Content starts

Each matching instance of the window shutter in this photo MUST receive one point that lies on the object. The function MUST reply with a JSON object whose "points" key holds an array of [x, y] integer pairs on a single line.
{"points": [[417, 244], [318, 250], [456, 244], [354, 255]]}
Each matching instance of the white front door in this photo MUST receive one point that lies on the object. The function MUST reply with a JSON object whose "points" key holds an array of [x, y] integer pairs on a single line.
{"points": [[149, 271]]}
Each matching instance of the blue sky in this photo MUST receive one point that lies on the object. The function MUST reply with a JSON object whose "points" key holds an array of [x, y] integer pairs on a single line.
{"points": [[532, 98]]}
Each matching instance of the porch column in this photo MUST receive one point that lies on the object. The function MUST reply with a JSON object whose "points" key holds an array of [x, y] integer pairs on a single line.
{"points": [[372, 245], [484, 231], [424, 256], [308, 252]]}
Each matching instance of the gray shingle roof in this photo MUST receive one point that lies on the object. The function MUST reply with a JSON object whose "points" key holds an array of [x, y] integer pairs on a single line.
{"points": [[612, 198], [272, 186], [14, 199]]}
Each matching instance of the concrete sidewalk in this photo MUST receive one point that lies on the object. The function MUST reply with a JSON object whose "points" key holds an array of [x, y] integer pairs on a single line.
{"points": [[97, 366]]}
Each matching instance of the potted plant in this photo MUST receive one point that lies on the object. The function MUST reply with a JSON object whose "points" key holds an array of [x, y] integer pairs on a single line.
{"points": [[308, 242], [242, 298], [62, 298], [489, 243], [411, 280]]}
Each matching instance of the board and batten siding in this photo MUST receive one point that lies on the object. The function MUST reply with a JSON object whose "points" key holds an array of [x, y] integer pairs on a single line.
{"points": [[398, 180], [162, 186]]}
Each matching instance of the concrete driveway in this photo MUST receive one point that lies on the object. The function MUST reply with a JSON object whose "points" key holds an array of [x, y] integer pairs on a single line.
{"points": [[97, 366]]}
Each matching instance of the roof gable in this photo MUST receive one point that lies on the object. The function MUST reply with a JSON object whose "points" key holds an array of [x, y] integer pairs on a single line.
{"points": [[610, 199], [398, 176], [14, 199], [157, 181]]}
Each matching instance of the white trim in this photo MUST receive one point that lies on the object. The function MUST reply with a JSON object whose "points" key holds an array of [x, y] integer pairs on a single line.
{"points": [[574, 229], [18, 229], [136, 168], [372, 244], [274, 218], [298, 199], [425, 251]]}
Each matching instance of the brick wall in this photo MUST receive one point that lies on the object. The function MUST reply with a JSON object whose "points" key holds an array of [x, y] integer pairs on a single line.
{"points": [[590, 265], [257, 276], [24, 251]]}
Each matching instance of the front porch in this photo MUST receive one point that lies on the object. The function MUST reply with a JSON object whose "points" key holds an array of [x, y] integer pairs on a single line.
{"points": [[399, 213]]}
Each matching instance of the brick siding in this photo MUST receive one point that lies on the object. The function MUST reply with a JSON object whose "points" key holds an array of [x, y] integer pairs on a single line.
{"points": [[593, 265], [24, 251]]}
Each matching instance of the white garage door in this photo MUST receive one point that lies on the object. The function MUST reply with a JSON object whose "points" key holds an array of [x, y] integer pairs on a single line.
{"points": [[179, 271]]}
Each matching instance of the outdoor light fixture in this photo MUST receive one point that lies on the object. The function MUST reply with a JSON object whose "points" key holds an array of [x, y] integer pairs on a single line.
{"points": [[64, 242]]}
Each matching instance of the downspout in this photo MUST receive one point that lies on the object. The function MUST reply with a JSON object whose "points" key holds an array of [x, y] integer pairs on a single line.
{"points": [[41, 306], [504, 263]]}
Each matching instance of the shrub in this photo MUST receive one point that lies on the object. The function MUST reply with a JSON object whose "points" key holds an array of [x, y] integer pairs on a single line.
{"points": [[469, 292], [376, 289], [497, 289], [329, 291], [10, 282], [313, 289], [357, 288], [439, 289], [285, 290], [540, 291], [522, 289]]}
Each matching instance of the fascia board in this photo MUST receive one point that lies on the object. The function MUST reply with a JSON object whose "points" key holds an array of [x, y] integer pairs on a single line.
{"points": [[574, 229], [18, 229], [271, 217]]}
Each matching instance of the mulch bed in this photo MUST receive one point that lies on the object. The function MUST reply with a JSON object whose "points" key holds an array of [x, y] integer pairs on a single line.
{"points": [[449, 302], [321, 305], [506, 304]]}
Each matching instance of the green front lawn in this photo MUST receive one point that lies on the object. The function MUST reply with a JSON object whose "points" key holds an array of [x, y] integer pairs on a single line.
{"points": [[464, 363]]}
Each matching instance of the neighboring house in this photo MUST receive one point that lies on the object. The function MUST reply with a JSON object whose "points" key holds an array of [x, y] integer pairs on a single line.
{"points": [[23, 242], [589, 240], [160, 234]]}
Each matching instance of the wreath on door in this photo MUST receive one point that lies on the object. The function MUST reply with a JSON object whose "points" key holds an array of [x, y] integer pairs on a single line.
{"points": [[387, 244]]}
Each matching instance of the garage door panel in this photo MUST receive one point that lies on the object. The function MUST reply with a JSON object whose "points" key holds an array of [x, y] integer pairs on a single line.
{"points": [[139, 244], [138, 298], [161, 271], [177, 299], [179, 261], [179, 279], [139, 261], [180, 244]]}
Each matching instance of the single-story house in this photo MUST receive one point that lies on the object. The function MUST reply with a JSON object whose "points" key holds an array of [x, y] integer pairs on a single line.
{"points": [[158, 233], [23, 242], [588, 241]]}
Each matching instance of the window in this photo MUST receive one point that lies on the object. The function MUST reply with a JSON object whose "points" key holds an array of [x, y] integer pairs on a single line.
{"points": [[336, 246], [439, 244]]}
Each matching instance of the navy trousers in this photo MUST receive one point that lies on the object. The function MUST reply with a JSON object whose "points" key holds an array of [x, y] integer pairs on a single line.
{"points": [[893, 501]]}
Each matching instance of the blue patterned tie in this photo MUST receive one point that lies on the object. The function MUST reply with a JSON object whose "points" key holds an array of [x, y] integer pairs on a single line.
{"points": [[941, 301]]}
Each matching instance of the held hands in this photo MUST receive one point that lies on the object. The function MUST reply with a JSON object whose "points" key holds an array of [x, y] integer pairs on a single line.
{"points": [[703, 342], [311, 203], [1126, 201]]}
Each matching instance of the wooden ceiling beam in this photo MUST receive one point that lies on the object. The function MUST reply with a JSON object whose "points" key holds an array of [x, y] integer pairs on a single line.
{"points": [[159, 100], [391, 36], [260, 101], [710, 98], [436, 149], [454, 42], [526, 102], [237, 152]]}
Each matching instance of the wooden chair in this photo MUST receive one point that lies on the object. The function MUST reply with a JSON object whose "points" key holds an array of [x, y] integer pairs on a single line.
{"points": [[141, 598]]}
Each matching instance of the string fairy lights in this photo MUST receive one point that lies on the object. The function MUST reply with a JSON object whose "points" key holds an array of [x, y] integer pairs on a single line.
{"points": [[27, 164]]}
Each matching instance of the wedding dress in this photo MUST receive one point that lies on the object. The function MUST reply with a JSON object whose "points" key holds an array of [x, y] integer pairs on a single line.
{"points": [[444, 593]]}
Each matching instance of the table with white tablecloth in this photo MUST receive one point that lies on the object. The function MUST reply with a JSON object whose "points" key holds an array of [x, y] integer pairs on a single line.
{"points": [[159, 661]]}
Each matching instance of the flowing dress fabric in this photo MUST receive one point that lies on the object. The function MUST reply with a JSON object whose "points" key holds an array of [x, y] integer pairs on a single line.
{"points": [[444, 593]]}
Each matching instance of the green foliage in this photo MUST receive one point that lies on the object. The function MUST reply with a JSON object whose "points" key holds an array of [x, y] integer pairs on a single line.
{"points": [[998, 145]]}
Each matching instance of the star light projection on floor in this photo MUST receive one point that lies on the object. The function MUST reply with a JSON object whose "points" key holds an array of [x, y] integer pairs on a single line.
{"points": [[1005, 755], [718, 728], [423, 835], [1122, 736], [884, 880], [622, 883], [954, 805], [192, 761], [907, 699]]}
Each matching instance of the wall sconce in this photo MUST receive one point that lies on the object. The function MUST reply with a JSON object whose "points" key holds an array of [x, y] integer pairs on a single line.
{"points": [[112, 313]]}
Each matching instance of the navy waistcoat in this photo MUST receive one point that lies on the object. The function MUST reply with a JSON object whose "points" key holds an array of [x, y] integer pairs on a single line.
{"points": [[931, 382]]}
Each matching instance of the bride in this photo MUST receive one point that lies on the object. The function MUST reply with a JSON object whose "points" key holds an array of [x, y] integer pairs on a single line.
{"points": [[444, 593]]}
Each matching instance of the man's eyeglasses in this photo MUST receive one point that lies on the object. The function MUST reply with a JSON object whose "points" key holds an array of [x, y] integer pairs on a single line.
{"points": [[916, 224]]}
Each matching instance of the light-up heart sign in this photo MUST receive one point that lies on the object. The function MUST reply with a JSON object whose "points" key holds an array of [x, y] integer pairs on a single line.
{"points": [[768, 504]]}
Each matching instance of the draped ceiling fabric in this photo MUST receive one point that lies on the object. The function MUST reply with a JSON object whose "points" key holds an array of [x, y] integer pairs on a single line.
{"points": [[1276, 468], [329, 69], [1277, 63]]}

Content ends

• How to complete this task
Keep only the lines from the one containing "Each matching instance of the man's" through the final line of the records, and transcribe them exactly.

• Task response
Each matching instance of the man's eyeglasses in this photo MUST receive one point that lies on the object. The function MUST reply with a JSON object whose "points" key holds an array of [x, y] integer pairs on a single line.
{"points": [[916, 224]]}
Each matching instance of the light-up heart sign in this photo MUST receive one point that lies on the object. The function MUST reply with a JSON object whose "points" key holds an array of [x, y] integer pairs on a single line.
{"points": [[768, 504]]}
Each matching instance of the draped ceiling fabric in this photo MUST receive one point that lies on the object. The function MUST reply with a JSON object whose "points" key holds an array of [x, y] integer pairs on a single line.
{"points": [[1276, 468], [329, 69], [1277, 63]]}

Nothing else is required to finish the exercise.